**Source passage:**
* * *
Research and Development—Research and development expenses were $33,023, for the six months ended June 30, 2010, compared to $5,085 for the six months ended June 30, 2009 representing an increase of $27,938. The increase in our research and development expenses for the six months ended June 30, 2010 reflects an increase in new product development in 2010.
Net Income/(Loss) Attributable to Common Stockholders
We realized a net loss of $31,705 for the six months ended June 30, 2010, compared to a net income of $2,853 during the six months ended June 30, 2009. The $34,558 decrease in net income was primarily due to the write-off of an investment.
Contractual Cash Obligations and Commercial Commitments
There were no significant contractual cash obligations or commercial commitments either on or off balance sheet as of June 30, 2010.
Off Balance Sheet Arrangements
We have no off-balance sheet arrangements.
Item 3. Quantitative and Qualitative Disclosures About Market Risk.
* * *
**Provided material:**
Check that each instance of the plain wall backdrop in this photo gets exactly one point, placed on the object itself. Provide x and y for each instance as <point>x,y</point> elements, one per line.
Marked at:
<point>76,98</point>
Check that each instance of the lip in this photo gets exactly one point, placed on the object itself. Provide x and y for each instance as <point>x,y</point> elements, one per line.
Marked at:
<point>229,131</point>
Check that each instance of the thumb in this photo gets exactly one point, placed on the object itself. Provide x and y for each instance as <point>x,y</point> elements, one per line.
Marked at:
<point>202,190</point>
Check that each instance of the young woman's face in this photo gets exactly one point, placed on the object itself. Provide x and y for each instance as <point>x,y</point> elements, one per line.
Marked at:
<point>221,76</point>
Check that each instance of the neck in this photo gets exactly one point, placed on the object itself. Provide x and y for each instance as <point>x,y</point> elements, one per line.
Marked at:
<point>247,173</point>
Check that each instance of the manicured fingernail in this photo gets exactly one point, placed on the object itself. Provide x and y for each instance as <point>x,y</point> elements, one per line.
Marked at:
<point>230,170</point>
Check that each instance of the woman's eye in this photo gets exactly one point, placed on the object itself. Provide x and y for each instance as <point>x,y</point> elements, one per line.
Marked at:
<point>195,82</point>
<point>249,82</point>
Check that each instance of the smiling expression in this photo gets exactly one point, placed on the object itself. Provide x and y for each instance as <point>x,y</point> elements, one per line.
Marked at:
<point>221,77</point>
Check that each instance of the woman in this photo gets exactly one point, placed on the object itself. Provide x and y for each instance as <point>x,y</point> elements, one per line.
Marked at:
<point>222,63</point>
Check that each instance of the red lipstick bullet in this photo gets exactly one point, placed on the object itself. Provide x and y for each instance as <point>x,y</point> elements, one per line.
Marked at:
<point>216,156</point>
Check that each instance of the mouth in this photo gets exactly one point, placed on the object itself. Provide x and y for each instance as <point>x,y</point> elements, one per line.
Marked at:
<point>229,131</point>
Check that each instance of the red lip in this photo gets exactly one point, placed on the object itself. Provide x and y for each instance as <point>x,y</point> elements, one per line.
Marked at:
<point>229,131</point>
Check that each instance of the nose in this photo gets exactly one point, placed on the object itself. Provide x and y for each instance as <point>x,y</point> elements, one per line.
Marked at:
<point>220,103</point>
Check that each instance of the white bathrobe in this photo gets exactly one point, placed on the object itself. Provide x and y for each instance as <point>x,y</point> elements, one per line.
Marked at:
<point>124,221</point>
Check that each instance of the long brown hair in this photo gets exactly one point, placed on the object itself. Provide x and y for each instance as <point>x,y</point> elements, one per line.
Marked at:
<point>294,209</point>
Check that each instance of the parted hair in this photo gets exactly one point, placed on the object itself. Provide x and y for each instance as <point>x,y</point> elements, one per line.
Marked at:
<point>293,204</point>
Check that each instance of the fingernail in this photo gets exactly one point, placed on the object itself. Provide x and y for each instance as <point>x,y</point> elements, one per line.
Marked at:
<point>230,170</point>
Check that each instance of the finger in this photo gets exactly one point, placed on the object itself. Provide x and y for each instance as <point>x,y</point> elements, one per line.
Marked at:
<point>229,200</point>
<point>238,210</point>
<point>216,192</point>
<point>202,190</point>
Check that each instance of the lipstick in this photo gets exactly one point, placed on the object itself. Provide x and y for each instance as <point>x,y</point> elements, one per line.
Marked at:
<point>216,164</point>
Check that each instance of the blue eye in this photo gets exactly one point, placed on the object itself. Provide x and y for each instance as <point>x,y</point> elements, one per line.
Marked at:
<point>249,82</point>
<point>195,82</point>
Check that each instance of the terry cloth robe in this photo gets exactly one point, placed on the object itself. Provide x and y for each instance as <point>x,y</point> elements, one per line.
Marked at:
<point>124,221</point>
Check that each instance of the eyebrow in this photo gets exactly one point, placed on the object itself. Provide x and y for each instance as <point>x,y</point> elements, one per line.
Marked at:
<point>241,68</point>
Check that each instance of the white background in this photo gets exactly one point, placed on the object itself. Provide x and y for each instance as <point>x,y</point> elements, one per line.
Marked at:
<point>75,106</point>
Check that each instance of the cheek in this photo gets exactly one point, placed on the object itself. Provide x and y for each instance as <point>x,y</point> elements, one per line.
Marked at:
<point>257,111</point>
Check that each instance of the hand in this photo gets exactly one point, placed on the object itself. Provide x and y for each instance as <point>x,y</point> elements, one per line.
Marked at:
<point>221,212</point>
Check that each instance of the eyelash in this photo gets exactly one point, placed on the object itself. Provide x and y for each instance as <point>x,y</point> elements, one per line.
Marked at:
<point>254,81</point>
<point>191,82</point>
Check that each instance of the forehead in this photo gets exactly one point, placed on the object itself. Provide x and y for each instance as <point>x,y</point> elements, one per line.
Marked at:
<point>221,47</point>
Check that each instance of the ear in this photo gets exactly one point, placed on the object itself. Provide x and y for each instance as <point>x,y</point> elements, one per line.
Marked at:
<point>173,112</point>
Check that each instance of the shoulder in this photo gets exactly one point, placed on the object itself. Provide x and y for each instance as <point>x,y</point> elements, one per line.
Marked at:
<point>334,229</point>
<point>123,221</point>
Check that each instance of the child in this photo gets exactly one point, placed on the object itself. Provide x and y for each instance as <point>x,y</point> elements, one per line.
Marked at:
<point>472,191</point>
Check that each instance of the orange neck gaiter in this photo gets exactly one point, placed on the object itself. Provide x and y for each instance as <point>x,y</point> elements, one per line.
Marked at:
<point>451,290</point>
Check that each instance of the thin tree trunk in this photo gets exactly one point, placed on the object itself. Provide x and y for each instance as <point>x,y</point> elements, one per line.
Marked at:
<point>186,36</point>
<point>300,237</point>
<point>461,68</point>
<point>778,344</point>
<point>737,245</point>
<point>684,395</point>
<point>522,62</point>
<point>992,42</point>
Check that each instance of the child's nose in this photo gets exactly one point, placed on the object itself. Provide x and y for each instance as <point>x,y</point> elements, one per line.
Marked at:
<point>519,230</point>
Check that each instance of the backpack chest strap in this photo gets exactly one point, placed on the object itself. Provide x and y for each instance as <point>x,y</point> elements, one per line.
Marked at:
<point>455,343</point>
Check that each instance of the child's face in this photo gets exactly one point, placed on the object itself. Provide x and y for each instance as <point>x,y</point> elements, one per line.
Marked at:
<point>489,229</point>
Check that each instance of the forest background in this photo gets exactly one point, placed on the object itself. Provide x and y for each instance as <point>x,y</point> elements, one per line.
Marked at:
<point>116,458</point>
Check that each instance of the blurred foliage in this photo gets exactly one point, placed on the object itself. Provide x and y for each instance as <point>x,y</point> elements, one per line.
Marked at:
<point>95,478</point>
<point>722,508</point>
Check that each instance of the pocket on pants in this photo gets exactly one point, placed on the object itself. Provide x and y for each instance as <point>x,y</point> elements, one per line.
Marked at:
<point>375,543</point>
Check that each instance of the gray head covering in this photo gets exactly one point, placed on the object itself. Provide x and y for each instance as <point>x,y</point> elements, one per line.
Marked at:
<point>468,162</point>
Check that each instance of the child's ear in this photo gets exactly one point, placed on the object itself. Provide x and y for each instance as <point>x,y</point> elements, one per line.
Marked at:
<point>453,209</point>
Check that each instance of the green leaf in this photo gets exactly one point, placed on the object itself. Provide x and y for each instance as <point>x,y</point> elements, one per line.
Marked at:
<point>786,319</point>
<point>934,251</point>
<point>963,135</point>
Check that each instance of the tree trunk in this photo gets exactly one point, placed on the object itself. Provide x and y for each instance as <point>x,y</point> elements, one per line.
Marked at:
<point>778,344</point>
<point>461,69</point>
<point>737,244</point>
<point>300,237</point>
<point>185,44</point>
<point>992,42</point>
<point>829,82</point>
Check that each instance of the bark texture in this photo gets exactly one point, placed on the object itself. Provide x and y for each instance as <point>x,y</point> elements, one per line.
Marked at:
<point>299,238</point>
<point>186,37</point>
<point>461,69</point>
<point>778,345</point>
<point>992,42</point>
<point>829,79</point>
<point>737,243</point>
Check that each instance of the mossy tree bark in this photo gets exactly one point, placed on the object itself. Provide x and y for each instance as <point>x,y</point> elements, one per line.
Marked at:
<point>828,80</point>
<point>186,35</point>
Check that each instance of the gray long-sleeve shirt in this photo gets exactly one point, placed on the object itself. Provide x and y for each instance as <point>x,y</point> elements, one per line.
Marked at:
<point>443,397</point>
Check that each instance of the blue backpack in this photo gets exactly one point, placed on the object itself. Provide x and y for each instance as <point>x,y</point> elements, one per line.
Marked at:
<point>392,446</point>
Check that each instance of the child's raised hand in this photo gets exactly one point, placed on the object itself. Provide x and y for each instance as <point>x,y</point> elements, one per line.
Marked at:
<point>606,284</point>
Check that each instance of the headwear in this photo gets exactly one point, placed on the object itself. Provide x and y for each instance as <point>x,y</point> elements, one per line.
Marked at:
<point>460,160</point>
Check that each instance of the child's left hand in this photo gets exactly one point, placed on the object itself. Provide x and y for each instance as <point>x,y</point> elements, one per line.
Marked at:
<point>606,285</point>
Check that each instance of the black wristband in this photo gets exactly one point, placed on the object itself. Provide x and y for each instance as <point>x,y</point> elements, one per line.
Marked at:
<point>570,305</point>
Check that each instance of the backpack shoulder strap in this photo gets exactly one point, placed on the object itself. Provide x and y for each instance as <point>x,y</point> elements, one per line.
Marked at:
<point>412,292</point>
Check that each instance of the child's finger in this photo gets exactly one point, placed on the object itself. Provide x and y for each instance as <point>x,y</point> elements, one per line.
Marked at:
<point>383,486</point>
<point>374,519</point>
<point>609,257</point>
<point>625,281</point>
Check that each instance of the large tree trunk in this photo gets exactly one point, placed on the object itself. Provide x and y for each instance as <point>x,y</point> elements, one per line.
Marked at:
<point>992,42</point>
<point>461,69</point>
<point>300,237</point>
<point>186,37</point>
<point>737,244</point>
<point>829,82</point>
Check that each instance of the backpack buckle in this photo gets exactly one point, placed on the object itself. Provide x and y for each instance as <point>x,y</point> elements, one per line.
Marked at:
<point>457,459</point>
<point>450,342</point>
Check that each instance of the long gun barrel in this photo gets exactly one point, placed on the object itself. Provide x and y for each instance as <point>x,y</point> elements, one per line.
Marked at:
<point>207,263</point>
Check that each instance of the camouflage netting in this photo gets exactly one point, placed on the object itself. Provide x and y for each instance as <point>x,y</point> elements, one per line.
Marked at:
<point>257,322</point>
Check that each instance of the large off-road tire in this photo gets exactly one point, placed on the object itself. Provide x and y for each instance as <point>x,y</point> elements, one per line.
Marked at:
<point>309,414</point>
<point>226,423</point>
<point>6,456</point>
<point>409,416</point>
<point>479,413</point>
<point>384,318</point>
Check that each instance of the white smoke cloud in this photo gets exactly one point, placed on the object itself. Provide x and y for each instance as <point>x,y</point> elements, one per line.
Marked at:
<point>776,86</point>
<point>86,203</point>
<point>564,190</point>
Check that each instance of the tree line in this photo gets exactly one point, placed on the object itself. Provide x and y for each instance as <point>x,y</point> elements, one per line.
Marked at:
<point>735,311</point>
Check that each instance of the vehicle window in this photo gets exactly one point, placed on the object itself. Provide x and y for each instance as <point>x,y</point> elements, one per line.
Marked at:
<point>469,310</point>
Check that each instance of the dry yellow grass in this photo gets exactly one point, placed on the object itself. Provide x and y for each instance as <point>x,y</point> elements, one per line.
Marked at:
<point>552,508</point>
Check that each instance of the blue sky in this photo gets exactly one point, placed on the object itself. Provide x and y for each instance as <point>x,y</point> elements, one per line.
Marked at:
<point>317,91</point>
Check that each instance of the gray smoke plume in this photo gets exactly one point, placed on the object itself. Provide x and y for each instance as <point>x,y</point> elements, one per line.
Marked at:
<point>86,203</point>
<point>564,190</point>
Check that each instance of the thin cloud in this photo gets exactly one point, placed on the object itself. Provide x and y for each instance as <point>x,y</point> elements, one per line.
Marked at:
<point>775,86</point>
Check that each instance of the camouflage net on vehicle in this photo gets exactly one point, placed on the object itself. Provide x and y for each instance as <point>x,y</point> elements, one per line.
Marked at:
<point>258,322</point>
* * *
**Task to complete:**
Can you write what comes next in the passage on the company's six-month financial results, picking up after its final line?

**Response to this exercise:**
A smaller reporting company, as defined by Item 10 of Regulation S-K, is not required to provide the information required by this item.
Item 4(T). Controls and Procedures
Evaluation of Disclosure Controls and Procedures
Our disclosure controls and procedures are designed to ensure that information required to be disclosed in reports that we file or submit under the Securities Exchange Act of 1934 is recorded, processed, summarized and reported within the time periods specified in the rules and forms of the United States Securities and Exchange Commission. Our Chief Executive Officer and Chief Financial Officer has reviewed the effectiveness of our "disclosure controls and procedures" (as defined in the Securities Exchange Act of 1934 Rules 13a-15(e) and 15d-15(e)) as of the end of the period covered by this Quarterly Report on Form 10-Q and have concluded that the disclosure controls and procedures are effective to ensure that material information relating to the Company is recorded, processed, summarized, and reported in a timely manner.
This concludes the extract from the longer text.